### Activity:
Please write out all the data exactly as shown.

-- Records provided follows --

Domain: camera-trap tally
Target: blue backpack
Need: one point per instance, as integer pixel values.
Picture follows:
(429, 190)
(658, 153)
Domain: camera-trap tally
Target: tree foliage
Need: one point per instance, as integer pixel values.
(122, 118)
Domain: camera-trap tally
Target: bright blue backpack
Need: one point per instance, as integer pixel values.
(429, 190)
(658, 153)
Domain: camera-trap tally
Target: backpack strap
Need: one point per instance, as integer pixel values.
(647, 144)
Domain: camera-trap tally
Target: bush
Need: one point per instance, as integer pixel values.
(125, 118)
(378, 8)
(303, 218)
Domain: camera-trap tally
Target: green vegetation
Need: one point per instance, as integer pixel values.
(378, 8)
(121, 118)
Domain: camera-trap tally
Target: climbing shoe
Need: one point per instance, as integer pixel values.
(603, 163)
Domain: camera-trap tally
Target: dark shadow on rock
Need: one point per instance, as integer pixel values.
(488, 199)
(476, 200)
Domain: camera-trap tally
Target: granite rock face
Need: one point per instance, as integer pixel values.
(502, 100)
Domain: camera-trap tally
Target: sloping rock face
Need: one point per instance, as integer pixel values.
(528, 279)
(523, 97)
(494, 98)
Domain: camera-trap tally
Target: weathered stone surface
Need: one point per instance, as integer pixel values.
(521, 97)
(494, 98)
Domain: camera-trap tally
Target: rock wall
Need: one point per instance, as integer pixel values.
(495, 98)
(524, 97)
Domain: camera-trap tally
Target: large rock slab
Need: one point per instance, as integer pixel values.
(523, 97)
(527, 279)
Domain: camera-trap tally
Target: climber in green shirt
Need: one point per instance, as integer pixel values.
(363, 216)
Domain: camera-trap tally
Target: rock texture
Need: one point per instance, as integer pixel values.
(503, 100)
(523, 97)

-- Records provided concluded --

### Exercise output:
Domain: camera-trap tally
Target: blue backpack
Need: one point per instance, as integer pixel values.
Picture follows:
(429, 190)
(658, 153)
Domain: camera-trap tally
Target: tree foliage
Need: one point per instance, as integer pixel values.
(122, 118)
Domain: camera-trap tally
Target: bright blue backpack
Need: one point per instance, as integer pixel values.
(429, 190)
(658, 153)
Domain: camera-trap tally
Target: backpack strap
Need: one point per instance, as integer pixel values.
(647, 144)
Domain: camera-trap tally
Target: bush
Need: one point per instance, as integer pixel values.
(125, 118)
(378, 8)
(303, 218)
Domain: camera-trap tally
Target: green vegetation
Need: one point per instance, as integer pixel values.
(378, 8)
(121, 118)
Domain: camera-trap tally
Target: climbing shoe
Need: one point per instance, as integer pixel values.
(603, 163)
Domain: camera-trap tally
Target: dark shadow on rock
Need: one point per instance, as integer pixel values.
(488, 199)
(476, 200)
Domain: camera-trap tally
Target: granite rock face
Need: one point per instance, as integer pixel values.
(502, 100)
Domain: camera-trap tally
Target: sloping rock face
Need: one point per instance, as integer pixel values.
(528, 279)
(523, 97)
(494, 98)
Domain: camera-trap tally
Target: weathered stone surface
Need: one point per instance, as integer pixel values.
(521, 97)
(494, 98)
Domain: camera-trap tally
Target: rock wall
Need: one point per instance, as integer pixel values.
(495, 98)
(524, 97)
Domain: camera-trap tally
Target: large rock slab
Need: one point per instance, as integer pixel values.
(523, 97)
(527, 279)
Domain: camera-trap tally
Target: climber in green shirt
Need: one point per instance, as integer pixel values.
(363, 216)
Domain: camera-trap tally
Target: rock texture
Need: one point per instance, as integer pixel values.
(503, 100)
(523, 97)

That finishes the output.